__STATED GOAL__. Copy out every line below that contains the word "wooden".

··· EXTRACTED RECORDS ···

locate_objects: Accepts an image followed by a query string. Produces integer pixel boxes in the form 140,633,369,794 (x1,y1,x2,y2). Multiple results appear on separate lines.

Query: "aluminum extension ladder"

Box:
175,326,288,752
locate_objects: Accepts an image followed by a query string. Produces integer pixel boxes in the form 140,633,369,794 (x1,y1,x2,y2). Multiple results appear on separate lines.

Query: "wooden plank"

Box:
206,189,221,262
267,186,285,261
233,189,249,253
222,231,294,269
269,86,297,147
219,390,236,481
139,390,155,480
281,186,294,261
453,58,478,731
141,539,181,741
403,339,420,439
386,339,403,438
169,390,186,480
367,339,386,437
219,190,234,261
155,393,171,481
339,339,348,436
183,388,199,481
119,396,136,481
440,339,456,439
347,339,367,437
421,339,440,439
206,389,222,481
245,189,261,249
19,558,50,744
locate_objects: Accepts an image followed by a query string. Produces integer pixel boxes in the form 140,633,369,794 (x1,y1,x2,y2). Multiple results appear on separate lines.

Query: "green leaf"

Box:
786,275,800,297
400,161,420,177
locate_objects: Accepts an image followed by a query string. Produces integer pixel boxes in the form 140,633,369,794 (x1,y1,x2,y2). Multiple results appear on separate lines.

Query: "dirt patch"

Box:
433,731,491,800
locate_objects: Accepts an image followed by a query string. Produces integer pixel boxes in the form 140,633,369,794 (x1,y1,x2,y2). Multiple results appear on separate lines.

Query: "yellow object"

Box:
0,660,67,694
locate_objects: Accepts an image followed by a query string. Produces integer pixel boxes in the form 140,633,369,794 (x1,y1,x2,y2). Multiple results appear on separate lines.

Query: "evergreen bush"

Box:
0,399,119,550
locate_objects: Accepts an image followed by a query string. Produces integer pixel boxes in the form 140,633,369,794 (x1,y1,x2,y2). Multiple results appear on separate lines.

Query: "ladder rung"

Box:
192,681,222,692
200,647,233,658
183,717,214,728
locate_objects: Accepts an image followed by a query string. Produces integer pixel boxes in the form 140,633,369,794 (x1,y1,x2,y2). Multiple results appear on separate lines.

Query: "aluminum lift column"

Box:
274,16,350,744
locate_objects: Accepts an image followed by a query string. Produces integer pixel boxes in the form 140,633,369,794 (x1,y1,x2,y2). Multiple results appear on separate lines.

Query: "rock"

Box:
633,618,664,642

···
··· EXTRACTED RECORDS ···

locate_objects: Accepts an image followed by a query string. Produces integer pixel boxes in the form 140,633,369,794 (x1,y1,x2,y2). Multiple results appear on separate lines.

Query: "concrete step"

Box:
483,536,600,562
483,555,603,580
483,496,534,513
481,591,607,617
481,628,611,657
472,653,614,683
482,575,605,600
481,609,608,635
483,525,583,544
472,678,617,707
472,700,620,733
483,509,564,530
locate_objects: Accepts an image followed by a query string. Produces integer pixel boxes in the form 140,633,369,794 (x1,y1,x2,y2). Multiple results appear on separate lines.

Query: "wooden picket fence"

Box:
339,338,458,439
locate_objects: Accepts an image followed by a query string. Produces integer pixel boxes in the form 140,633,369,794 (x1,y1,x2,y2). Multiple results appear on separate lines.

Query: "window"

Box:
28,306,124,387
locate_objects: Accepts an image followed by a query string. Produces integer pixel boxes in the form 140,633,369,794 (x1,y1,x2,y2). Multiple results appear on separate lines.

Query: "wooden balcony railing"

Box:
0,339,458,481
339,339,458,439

···

__ANSWER FOR THE TASK__.
Query: "wooden plank"
Query: "wooden picket fence"
Query: "wooden balcony railing"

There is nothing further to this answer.